● AUFGABEN:
1. Schreibe alles im Ausgangstext von „O wir haben“ bis hinunter zu „eine neue Lebensschöpfung.“ neu und setze dabei „Läuterungskraft“ anstelle von „Reinigungskraft“ ein.
2. Als was kommt Jesus Christus uns laut dem Ausgangstext entgegen?

### AUSGANGSTEXT

O wir haben viel zu lernen, meine Freunde, und viel zu verlernen, daß wir zum lebendigen Gott kommen und Sein Leben bleibend in uns haben; wir bedürfen viel Vergebung und viel neue Begabung, müssen Vieles uns aus- und anziehen, in uns tödten und lebendig machen lassen - aber die Hauptsache ist: sei und gib dich in Gottes Augen, wer und wie du bist; sei wahr, erkenne und bekenne deine Sünde und nimm den Einzigen an, der als ein Heiland der Sünder in der Weltgeschichte auftrat: so kommt Gottes Treue und Gerechtigkeit dir entgegen mit ihrer Reinigungskraft, die einen ungerechten Menschen gerecht macht; mit ihrer Gnadenkraft, die in der Schwachheit ihre vollendende Macht zeigt, mit ihrer Erneuerungskraft, die alles Alte verschlingt in eine neue Lebensschöpfung.
Wir haben den vor uns und bei uns, in dem Alles schon vollbracht und gegeben ist, was die Menschennatur aus ihrer Niedrigkeit erlöst und erhöht in das göttliche Leben, was die so tief uns anklebende Sünde sühnet und wegnimmt, und das heilige Geistesleben aus Gott uns einpflanzt. In dem Einen, Jesus Christus, erleben wir ein Sterben, das uns frei macht, und ein Auferstehen, das uns unsterblich macht; wir haben in Ihm das Ueberwinden des Alten bis zum Vergehen desselben, und das Neuwerden bis in's Ganze; und Er sucht uns und kennet uns und kommt uns entgegen als Sünderfreund und Bundesmittler; es verlangt Ihn, herzlich verlangt es Ihn, einzugehen in Sein Eigenthum und mit uns das Mahl zu halten, in welchem Er, der alle Dinge trägt mit Seinem Wort der Kraft, als wesentliche Speise und wesentlicher Trank Sein reinigendes und verklärendes Leben uns zu empfangen gibt, daß wir leben um Seinetwillen und vollkommen werden in Eines mit Ihm und mit dem Vater.

######
### BEREITGESTELLTE DATEN

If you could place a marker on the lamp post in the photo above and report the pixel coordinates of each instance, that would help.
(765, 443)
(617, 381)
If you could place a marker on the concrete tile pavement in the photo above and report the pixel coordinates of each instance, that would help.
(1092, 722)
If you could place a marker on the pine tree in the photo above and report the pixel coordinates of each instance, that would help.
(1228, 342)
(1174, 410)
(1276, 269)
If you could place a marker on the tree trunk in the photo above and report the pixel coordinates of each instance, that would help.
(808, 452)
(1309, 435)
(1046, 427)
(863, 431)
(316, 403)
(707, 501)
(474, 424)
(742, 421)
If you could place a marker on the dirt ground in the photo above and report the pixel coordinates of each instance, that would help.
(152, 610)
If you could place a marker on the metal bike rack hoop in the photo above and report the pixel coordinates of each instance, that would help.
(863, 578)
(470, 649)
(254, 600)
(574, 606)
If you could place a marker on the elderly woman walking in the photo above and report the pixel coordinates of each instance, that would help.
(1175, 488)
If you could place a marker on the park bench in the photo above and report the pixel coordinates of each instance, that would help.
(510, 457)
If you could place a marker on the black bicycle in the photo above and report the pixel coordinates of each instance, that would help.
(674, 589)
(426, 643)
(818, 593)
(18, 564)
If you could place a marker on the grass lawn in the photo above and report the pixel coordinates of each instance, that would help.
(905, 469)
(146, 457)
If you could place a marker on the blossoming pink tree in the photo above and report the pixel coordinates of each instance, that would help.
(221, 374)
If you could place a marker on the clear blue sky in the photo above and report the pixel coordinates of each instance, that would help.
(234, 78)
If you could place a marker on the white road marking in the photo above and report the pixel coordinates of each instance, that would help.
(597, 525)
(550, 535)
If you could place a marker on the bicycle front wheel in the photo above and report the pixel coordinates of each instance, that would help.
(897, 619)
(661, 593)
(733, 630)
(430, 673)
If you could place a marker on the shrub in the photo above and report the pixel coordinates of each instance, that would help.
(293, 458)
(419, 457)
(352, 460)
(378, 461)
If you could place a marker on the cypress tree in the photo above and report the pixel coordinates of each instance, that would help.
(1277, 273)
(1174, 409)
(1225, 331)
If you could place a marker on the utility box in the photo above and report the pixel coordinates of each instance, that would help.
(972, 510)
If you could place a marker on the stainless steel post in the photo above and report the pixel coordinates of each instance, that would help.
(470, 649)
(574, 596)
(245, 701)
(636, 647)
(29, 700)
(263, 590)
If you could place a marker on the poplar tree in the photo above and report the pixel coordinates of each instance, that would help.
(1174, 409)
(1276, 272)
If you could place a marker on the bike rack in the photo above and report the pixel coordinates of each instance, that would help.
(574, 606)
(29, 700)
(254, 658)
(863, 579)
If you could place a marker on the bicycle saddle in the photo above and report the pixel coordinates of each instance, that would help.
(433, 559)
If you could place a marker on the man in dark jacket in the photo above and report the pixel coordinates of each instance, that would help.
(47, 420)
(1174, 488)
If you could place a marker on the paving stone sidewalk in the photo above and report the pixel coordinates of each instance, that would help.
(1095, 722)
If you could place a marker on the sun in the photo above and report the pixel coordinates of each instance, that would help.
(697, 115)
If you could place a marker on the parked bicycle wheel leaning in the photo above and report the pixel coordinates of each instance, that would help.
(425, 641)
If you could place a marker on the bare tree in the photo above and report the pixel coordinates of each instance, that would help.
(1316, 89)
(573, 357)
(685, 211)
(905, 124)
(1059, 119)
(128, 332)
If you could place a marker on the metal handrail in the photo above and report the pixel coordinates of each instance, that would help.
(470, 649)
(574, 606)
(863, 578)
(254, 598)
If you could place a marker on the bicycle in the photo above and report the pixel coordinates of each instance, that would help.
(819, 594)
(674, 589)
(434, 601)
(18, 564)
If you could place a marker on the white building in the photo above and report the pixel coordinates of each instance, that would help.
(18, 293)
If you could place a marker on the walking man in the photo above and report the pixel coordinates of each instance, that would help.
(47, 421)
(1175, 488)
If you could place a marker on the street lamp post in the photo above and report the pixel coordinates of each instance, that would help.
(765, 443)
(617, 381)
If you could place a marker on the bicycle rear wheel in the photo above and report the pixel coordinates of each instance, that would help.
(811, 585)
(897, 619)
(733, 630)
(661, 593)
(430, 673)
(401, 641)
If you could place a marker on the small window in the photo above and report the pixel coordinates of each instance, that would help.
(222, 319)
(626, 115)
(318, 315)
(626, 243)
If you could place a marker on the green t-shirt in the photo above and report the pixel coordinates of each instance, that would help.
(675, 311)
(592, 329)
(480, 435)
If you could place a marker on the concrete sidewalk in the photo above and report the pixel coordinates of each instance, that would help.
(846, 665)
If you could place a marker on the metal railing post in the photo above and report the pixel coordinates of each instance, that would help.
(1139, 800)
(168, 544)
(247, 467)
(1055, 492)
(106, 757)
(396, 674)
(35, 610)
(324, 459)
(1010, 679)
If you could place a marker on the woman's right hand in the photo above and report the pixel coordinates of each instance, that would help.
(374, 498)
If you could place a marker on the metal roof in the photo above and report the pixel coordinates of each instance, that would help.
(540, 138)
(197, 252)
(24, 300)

######

● LÖSUNGEN:
1.
O wir haben viel zu lernen, meine Freunde, und viel zu verlernen, daß wir zum lebendigen Gott kommen und Sein Leben bleibend in uns haben; wir bedürfen viel Vergebung und viel neue Begabung, müssen Vieles uns aus- und anziehen, in uns tödten und lebendig machen lassen - aber die Hauptsache ist: sei und gib dich in Gottes Augen, wer und wie du bist; sei wahr, erkenne und bekenne deine Sünde und nimm den Einzigen an, der als ein Heiland der Sünder in der Weltgeschichte auftrat: so kommt Gottes Treue und Gerechtigkeit dir entgegen mit ihrer Läuterungskraft, die einen ungerechten Menschen gerecht macht; mit ihrer Gnadenkraft, die in der Schwachheit ihre vollendende Macht zeigt, mit ihrer Erneuerungskraft, die alles Alte verschlingt in eine neue Lebensschöpfung.

2. Er kommt uns als Sünderfreund und Bundesmittler entgegen.